--- START EXTRACTED DATA ---
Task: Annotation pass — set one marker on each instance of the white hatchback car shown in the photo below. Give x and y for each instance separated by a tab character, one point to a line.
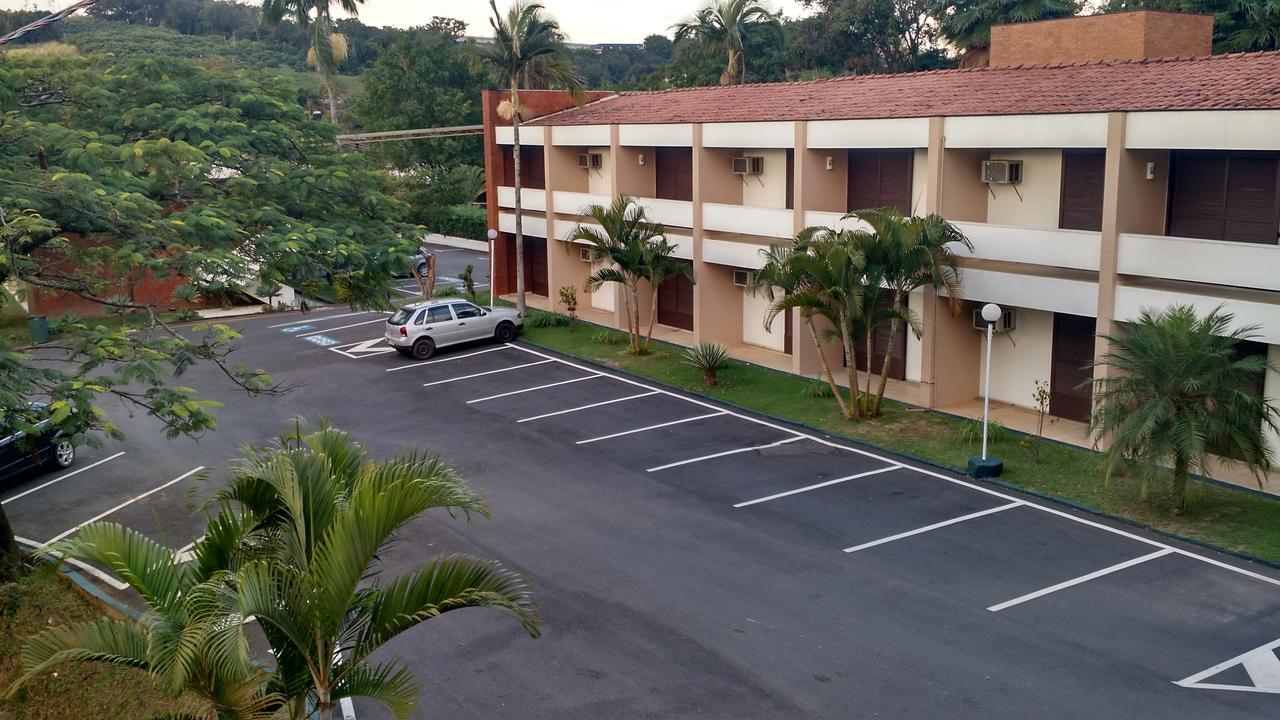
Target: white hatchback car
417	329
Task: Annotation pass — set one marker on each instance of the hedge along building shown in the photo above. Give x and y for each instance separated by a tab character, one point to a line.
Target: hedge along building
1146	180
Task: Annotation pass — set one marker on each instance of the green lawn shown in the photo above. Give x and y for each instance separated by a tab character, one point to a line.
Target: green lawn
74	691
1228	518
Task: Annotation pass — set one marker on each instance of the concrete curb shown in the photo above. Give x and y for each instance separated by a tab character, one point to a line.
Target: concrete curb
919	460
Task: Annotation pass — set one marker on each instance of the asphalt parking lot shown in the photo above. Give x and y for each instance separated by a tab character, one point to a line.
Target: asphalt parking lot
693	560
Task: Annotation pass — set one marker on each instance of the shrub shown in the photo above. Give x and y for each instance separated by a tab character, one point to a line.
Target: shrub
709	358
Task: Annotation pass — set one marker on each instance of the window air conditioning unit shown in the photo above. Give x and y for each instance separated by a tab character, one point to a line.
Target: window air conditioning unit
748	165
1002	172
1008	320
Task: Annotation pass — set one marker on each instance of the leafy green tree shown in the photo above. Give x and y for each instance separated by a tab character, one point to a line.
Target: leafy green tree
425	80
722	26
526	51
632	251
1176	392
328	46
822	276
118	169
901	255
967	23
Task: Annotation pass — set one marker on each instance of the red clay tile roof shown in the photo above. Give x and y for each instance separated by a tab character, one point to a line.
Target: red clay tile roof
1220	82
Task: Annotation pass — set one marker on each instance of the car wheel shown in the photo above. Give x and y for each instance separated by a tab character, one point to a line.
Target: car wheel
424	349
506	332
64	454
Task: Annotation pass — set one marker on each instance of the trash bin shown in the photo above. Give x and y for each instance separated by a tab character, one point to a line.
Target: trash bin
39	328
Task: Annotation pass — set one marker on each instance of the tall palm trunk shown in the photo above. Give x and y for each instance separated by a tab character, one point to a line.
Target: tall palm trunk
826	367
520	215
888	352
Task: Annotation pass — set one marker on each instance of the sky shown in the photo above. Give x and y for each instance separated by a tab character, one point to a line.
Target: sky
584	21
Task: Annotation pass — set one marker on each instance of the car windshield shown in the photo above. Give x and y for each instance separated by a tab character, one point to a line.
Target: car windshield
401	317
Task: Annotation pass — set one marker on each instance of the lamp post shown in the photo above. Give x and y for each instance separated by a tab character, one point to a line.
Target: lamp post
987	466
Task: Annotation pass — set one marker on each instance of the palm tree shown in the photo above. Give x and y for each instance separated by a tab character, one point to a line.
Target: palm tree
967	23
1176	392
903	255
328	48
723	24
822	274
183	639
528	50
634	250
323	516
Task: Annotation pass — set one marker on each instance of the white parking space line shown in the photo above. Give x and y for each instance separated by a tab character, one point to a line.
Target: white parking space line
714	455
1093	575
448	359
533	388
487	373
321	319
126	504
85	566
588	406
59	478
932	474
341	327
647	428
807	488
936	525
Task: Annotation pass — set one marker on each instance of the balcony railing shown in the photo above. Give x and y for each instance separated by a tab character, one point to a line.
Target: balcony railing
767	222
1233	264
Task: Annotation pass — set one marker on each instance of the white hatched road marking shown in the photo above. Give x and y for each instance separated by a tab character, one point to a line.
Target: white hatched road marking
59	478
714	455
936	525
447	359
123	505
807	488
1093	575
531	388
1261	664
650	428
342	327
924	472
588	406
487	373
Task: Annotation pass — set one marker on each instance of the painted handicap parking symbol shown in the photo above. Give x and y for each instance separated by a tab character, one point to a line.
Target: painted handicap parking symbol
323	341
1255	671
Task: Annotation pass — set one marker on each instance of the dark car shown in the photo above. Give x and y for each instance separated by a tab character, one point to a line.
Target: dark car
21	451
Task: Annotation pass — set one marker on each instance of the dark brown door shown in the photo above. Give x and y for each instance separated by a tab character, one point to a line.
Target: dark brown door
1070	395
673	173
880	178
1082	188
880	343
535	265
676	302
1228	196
--- END EXTRACTED DATA ---
GIVEN EXERCISE: Copy out all of the material exactly as written, without its pictures.

TASK OUTPUT:
Task: Annotation pass — set one marker on each instance of the white hatchback car shown in the photo below. Give x and y for each instance separated by a tab character, one point to a line.
Target: white hatchback car
417	329
Task: Annotation pass — set one marker on each instance of the hedge along building shown in the photo above. Give x and y for each instance separated by a tab character, one point to a line.
Target: hedge along building
1146	180
Task: Annotation pass — set one marker on each instance of the green lawn shown in the photo above. Give x and y for each instance separated by a tab character, one point to a line.
Target: green lawn
74	691
1228	518
Task: Annotation pass — set one marker on each instance of the concrete curb shown in the photo above. Give x and y for each instance separated by a tab character, one point to a line.
Target: concrete curb
919	460
Task: Annotation pass — set one marker on each instance of the asphalt parking lot shown in the photo above. Give x and y for each instance separated by a tab character, one point to a line.
Target: asphalt parking lot
693	560
Task: Annotation pass — set one marker on each instance of the shrub shown in the photo above. Give x and y for each instance separated by a tab character, one point to a line.
Target: shrub
709	358
Task: Annotation pass — set one marker on each instance of the window air conditioning unit shown in the photo above. Give x and y for each instance separated by a tab character, one point to a line.
Target: window air conditioning unit
748	165
1002	172
1008	320
Task: Annotation pass — set one marker on each instance of the leafy green tree shown in the photo above. Give x and y for each instance separated by a tab character, one point to a line.
Target: leafy green tree
425	80
722	26
526	51
632	251
1176	392
328	46
822	276
118	169
901	255
967	23
Task: Annotation pass — set one marker on each instance of the red clay tile roof shown in the photo above. Give x and y for each instance separated by a tab character, one point to a line.
Target: red clay tile roof
1220	82
Task: Annotation pass — set one marker on each instance of the car wheel shown in the photo above. Give x and y for each instance separated by a tab character, one point to a line.
Target: car wheel
424	349
506	332
64	454
Task: Annotation pass — set one marker on each instance of the trash bin shown in the photo above. Give x and y for each instance separated by a tab character, one point to a line.
Target: trash bin
39	328
Task: Annotation pass — set one marker on each instance of the tall palm trunk shown in the photo above. Give x and y for each instance separated by a tab character, one point to a line.
Target: tall palm trunk
826	367
520	215
888	352
Task: Annotation pass — set one marker on each instance of the sky shown in the photo above. Give x and y for each instance separated by a tab character, one point to a line.
Target: sky
584	21
Task: Annotation pass — set one marker on each instance of the car windshield shown in the photo above. Give x and y for each instance separated by a tab character, one point to a line.
Target: car windshield
401	317
Task: Annotation pass — set one marker on each instance of the lamp post shown in the photo above. Give x and y for each instance separated by a tab character, one point to a line.
Target: lamp post
987	466
Task: Annotation pass — set one marker on each instance of the palm tree shown in the photo above. Give x and y for each instance separated by a tab character, one point to a line.
Target: palm tree
967	23
1176	392
903	255
328	48
723	24
822	274
183	639
528	50
634	250
323	516
Task: Annotation pass — set one marker on each instance of the white parking space line shown in the photo above. Give x and y for each instance separated by a tab character, one point to a line.
Target: white parking space line
714	455
1093	575
448	359
533	388
487	373
321	319
126	504
85	566
588	406
59	478
932	474
341	327
647	428
807	488
936	525
Task: Annotation pass — set one marker on each instance of the balcony railing shown in the photo above. Give x and y for each instance separated by a tab character, one point to a line.
Target: balcony railing
767	222
1233	264
Task: Annotation pass — set one marker on each instance of the white hatched road marking shown in the photo above. Give x and y for each instance separated by a tab character, one point to a line.
Target: white hatched road marking
59	478
714	455
936	525
447	359
123	505
807	488
1093	575
531	388
1261	664
650	428
342	327
924	472
588	406
487	373
Task: Annotation pass — set one marker on each instance of the painted handicap parking symbol shown in the photo above. Give x and y for each instance separated by a tab character, one point to a line.
Target: painted handicap parking symbol
323	341
1255	671
Task: Annotation pass — set one marker on each instance of the dark car shown in the photo above. Give x and y for each instance separated by a tab character, one point to a line.
Target: dark car
21	451
Task: Annotation pass — set one marker on each instance of the dark brown door shown in the photo above. Give x and y for each instance separated by a tab character, one point to a line.
Target: dark brown door
1070	395
673	173
880	178
1082	188
880	343
535	265
676	302
1228	196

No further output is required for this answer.